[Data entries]
————————

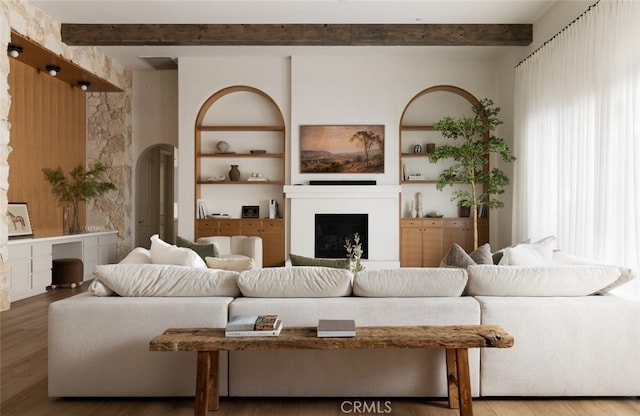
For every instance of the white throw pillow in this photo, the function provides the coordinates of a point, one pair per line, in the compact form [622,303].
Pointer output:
[165,253]
[97,288]
[236,264]
[138,255]
[410,282]
[562,258]
[533,254]
[296,282]
[147,280]
[492,280]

————————

What is required: If an entry holds an image, omit that image and print the remainder exactly as it stands.

Expected output:
For every instance of the white throw pillow in this photo, the function provides the coordinates of a point, one pair per line, in the compact form [622,303].
Pointer output:
[165,253]
[97,288]
[236,264]
[138,255]
[410,282]
[562,258]
[533,254]
[296,282]
[147,280]
[492,280]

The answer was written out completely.